**Text**
□ □ □ □ □ □ □

Non-Japan Asia ex China CPI y/y%
Source: MNI - Market News/Refinitiv/IMF
- The Philippines recorded the highest inflation rate of the countries in our aggregate at 3.7% for headline (up from 3.4%) and 3.4% for core (down from 3.6%) but they are well off their 2023 peaks of 8.7% and 8% respectively. April CPI prints on May 7 and may exceed BSP’s 2-4% band as rice and transport price pressures persist. There are also upcoming wage increases.
- Thailand’s inflation is one of the lowest in the region, lower than China’s, but as the Bank of Thailand points out it reflects government subsidies and price caps rather than weak domestic price pressures. Headline inflation improved to 0.5% in March from -0.8% while core was steady at 0.4%. BoT expects 0.6% and 0.6% respectively in 2024, and 1.3% and 0.9% in 2025. April prints on May 7.
- Even though headline and core inflation are within Bank Indonesia’s 1.5-3.5% band, it hiked rates at its April 24 meeting. The decision was made to ensure FX stability and limit the pass through to inflation after IDR weakened substantially but the 25bp rate rise has done little to strengthen the rupiah with USDIDR trading higher since the meeting and is currently around 16244 +0.6% since the hike.

□ □ □ □ □ □ □

Data items:

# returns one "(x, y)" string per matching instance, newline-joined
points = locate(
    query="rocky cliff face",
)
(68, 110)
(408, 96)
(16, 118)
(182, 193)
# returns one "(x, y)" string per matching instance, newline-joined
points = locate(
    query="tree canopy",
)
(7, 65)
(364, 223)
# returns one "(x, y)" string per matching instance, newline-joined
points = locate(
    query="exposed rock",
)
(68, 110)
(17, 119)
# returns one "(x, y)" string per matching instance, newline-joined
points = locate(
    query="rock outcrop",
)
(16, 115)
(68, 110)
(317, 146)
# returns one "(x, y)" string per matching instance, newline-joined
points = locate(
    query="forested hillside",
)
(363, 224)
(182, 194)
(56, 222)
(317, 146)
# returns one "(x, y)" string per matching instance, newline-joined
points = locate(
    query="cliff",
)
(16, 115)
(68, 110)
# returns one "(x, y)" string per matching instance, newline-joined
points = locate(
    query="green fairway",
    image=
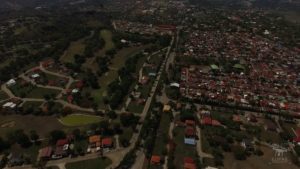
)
(79, 120)
(30, 91)
(98, 163)
(3, 95)
(76, 47)
(107, 36)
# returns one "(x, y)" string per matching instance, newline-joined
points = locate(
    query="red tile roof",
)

□ □ □ □ □ □ □

**Stated problem A**
Repeat the stretch of the inflation text from "- Even though" through "since the hike.", substituting "raised" for "hiked".
**Stated problem B**
Using the inflation text, answer these questions:
(i) What was the Philippines' headline inflation rate?
(ii) At what level did Thailand's core inflation hold steady in March?
(iii) What is Bank Indonesia's inflation band?
The rows are separate material, apart from the inflation text.

**Finished answer A**
- Even though headline and core inflation are within Bank Indonesia’s 1.5-3.5% band, it raised rates at its April 24 meeting. The decision was made to ensure FX stability and limit the pass through to inflation after IDR weakened substantially but the 25bp rate rise has done little to strengthen the rupiah with USDIDR trading higher since the meeting and is currently around 16244 +0.6% since the hike.

**Finished answer B**
(i) 3.7%
(ii) 0.4%
(iii) 1.5-3.5%